WRITTEN EXERCISE>
Which rows below contain the string "wildlife", matching case exactly? Return each of those rows in full.

RECORDS SHOWN>
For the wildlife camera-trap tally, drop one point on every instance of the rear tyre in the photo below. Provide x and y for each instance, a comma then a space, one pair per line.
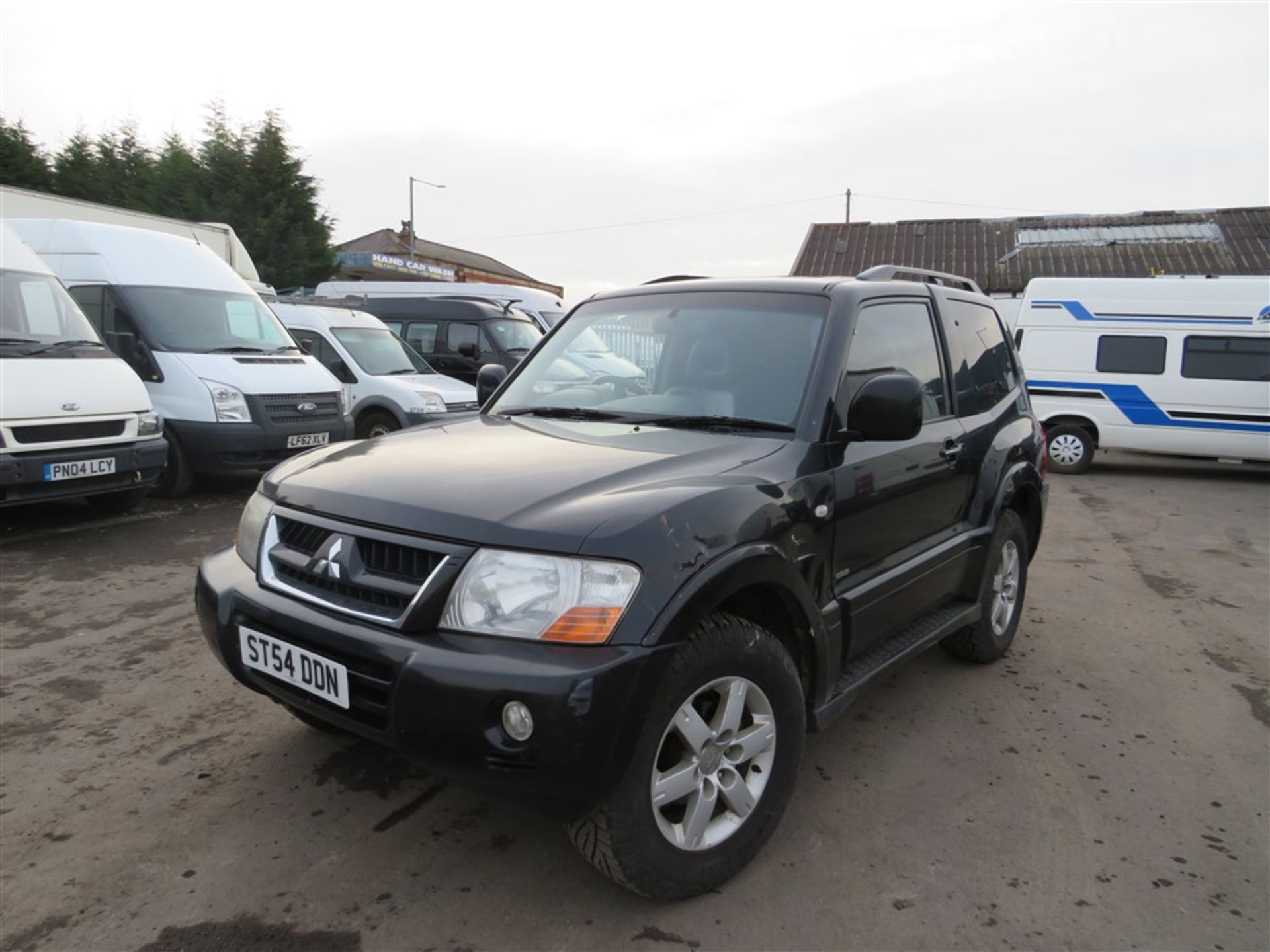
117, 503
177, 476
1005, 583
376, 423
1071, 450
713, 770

==

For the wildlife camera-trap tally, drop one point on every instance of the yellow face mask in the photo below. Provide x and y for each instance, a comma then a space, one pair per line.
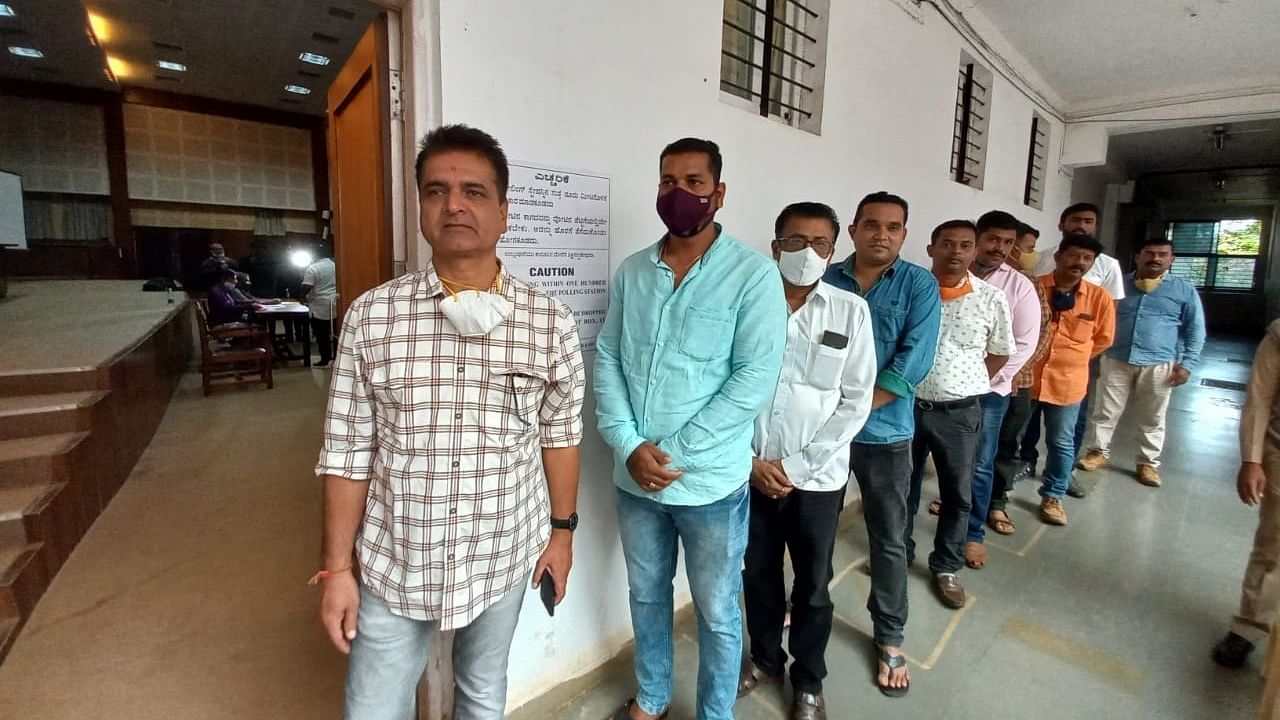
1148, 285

---

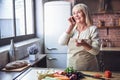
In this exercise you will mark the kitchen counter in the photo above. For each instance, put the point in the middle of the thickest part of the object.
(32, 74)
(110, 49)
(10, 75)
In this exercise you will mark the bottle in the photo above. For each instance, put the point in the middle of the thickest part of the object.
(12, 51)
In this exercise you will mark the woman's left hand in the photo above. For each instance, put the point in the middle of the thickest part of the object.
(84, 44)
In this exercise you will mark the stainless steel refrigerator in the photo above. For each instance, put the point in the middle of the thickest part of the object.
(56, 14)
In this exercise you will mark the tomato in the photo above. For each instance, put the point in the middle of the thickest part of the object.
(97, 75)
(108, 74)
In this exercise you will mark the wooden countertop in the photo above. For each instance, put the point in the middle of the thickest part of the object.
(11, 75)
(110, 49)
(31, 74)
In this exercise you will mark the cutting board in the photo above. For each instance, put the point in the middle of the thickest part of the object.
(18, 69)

FINISHED TASK>
For the wildlife camera-trap tally, drop one point on every instance of the rear tyre in the photo below. Provide x and y for each instance, a comma then a space, one pair per line.
For the wildlife camera-trap tally, drop one point on every instance of the yellow face mask in the photo below. Provide x and y for each instance, a comma then a space, one pair per line.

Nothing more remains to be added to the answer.